*** RECORDS TO USE ***

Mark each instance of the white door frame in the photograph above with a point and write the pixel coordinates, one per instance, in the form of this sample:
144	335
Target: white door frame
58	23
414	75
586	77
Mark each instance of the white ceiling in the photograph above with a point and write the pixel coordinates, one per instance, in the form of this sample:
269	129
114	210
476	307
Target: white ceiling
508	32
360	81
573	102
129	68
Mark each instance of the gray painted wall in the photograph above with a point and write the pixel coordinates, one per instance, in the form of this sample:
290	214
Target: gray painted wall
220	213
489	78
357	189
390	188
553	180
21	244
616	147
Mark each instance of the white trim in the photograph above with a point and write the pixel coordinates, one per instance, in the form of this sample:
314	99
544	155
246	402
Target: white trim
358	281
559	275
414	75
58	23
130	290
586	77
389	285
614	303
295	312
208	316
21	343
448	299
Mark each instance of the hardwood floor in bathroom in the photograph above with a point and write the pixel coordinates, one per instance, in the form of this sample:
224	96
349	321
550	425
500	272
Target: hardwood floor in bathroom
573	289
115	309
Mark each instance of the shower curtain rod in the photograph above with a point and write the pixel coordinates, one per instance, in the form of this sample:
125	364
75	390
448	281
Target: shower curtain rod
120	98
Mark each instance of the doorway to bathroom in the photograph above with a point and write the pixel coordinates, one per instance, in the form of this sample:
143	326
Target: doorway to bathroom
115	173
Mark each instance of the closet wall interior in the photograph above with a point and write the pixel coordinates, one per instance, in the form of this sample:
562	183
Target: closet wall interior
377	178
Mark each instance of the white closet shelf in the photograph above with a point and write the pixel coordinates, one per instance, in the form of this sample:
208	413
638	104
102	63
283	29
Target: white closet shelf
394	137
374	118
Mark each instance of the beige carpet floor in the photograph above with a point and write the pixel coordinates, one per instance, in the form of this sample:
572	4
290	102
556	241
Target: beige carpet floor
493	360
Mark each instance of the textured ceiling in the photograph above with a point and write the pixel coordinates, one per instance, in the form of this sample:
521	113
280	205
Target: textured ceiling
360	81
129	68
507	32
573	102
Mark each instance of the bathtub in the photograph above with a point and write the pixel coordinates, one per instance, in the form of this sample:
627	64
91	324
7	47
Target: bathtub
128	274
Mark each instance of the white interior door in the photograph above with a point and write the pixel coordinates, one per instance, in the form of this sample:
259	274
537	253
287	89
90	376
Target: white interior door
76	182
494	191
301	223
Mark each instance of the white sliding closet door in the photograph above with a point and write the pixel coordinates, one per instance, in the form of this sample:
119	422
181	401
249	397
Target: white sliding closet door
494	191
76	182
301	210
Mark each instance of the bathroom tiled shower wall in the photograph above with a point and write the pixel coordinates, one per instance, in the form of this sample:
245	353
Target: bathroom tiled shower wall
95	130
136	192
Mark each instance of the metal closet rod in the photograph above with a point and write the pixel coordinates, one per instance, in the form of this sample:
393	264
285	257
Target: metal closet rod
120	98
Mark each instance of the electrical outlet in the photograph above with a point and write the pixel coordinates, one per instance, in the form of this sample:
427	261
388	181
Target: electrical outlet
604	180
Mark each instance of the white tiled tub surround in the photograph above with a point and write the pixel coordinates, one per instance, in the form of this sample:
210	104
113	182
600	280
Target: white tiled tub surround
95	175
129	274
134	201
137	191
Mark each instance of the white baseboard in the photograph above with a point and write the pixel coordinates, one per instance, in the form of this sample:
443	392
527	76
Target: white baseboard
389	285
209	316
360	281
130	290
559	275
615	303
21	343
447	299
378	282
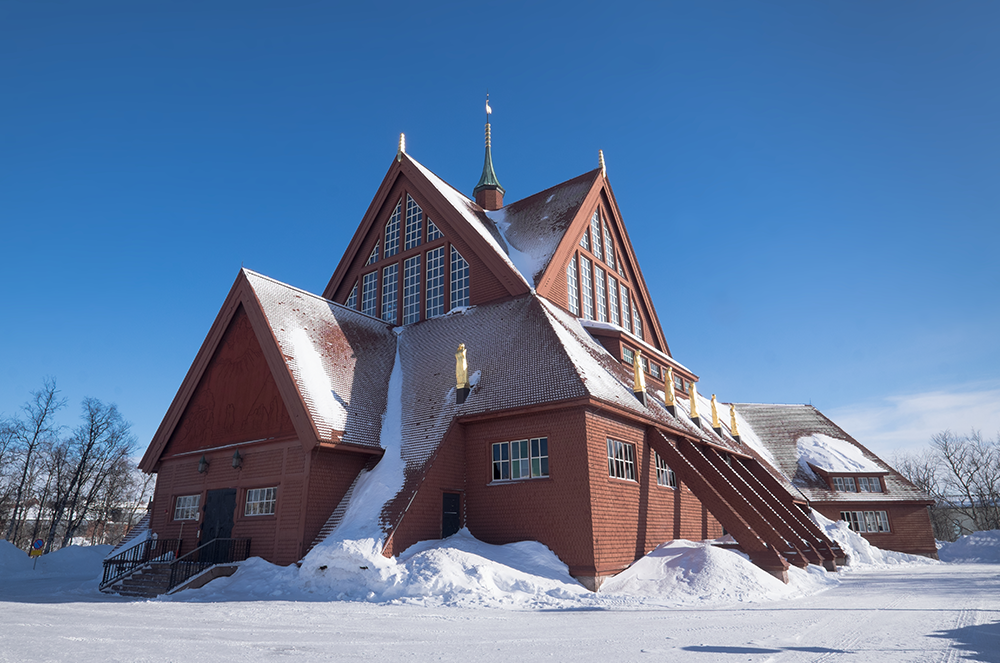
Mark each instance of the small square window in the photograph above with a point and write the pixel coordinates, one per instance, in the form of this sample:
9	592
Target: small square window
186	507
260	502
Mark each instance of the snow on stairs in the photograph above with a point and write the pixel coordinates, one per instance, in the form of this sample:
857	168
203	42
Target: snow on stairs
338	514
147	582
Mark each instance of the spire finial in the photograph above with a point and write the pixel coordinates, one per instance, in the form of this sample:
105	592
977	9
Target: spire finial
488	193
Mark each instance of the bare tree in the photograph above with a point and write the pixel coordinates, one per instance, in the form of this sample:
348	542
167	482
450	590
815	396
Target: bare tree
35	426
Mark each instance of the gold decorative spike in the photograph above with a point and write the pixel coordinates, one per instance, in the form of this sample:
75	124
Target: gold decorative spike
639	385
461	368
669	384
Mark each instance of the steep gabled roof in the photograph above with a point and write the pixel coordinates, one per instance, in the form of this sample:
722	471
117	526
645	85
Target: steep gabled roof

*** End of RECORDS TO USE ***

**WHAT YOU SHOULD DO**.
Print the full listing above exactly. Pictures stay out of the copy.

**ANSWER TO THE EXERCISE**.
Mark each instance of the white door frame in the photograph above with a point and write the pixel coordinates, one per instance, in the form of this sample:
144	335
Target: white door frame
58	23
414	75
586	77
Mark each instance of the white ceiling in the photograph above with a point and write the pixel coordinates, one per instance, in the form of this sample:
269	129
114	210
476	307
Target: white ceiling
508	32
360	81
573	102
129	68
Mark each instance of the gray painted wall in the photograph above with a point and write the pixel coordinates, one per instance, in the form of this sample:
290	214
Target: gray painted wall
220	213
489	78
357	189
390	188
553	180
21	244
616	147
Mark each instance of the white trim in the photograph above with a point and write the pixel coordinates, one per instance, in the form of this sample:
314	99
544	155
246	402
Target: white trim
358	281
559	275
414	75
58	23
130	290
586	77
389	285
614	303
295	312
208	316
21	343
448	299
Mark each instance of the hardwood floor in bathroom in the photograph above with a point and write the pixel coordinates, one per instance, in the form of this sample:
224	96
349	321
550	425
500	272
Target: hardwood floor in bathroom
573	289
115	309
Mark each instance of the shower curtain rod in the photograph above with a point and write the pixel coordinates, one per instance, in the form of this sample:
125	364
75	390
448	281
Target: shower curtain rod
120	98
Mark each instance of the doorway to bathroom in the photograph above with a point and write the pixel coordinates, one per instance, in the form of this sample:
143	326
Target: doorway to bathroom
115	173
Mark each instance of the closet wall interior in the photograph above with a point and write the pixel coordinates, one per instance, in the form of this sample:
562	183
Target: closet wall interior
377	178
Mark each instance of the white closet shelf in the photograph above with a point and write the pixel coordinates, one per instance, in the form of this sample:
208	413
638	104
102	63
283	29
Target: white closet shelf
394	137
374	118
Mark each instance of the beige carpet floor in the photograph above with a point and write the pixel coordinates, one per instance, in the form of this sample:
572	4
290	102
556	241
Target: beige carpet floor
493	360
Mark each instance of the textured ceiling in the photograph above with a point and write the pixel coordinates, one per instance, in the form of this sample:
521	113
280	205
Target: textured ceiling
360	81
129	68
507	32
573	102
Mark each instance of the bathtub in the photograph above with a point and write the pixel coordinates, one per instance, in the form of this sample:
627	64
91	324
7	47
Target: bathtub
128	274
Mark each instance of the white interior door in the photograph above with a point and write the pixel coordinates, one per instance, in the form of this sample:
259	274
537	253
287	89
90	376
Target: white interior door
76	182
494	191
301	223
Mark each instance of the white sliding closet door in the photograph above with a point and write the pixel coordinates, one per instance, in the form of this sample:
119	422
181	401
249	397
Target: white sliding closet door
494	191
76	182
301	210
Mark each instance of the bathroom tiled shower wall in the photograph above with a point and write the pixel coordinates, one per instance, in the form of this sample:
245	353
Target: bathroom tiled shower wall
95	130
136	192
Mark each instance of the metal closet rod in the photograph above with a point and write the pixel coordinates, one per instance, in the form of this sample:
393	264
285	257
Target: metal closet rod
120	98
Mark each instance of the electrical outlet in the photograph above with a point and write the pixel coordinates, one per instance, in the form of this sample:
427	261
388	181
Target: electrical outlet
604	180
Mark each instance of the white tiled tub surround in the photograph above with a point and write the pixel coordinates, one per instance, in the form of this sample:
210	104
113	182
600	280
Target: white tiled tub surround
95	175
129	274
134	201
137	191
Mark each instance of the white baseboard in the photograph above with a point and write the pixel coordinates, one per instance, in the form of this sample:
443	392
527	76
Target: white baseboard
389	285
209	316
360	281
130	290
559	275
615	303
21	343
447	299
378	282
Mark each instance of the small square window in the photograph above with a point and write the pixel coordinates, one per instance, in the form of this sample:
9	592
Target: small square window
186	507
260	502
Mark each instance of the snow on stairs in the photograph above with a point and write the pixel coordinates, one per instance, in the form of this sample:
857	168
203	42
Target: snow on stairs
338	514
147	582
Mark each instance of the spire finial in the photograph above with a point and write the pixel coordinates, one per instance, in the form of this sample:
105	592
977	9
Target: spire finial
488	193
Mark each instance of the bare tree in the photograph above with a point and write the pixel coordinates, one per instance, in the form of this sample:
348	542
167	482
450	590
815	396
Target: bare tree
35	426
Mark each instance of the gold decorative spike in the photograph above with a point and write the pixel coordinates, one per instance, in the form of this sample:
75	124
Target: gold decorative spike
639	385
461	368
669	384
Mark each instance of the steep gabled roof in the photograph above with a point and write the pixel coordinates, one per instance, in the form of this sample:
722	471
117	526
645	85
Target: steep gabled roof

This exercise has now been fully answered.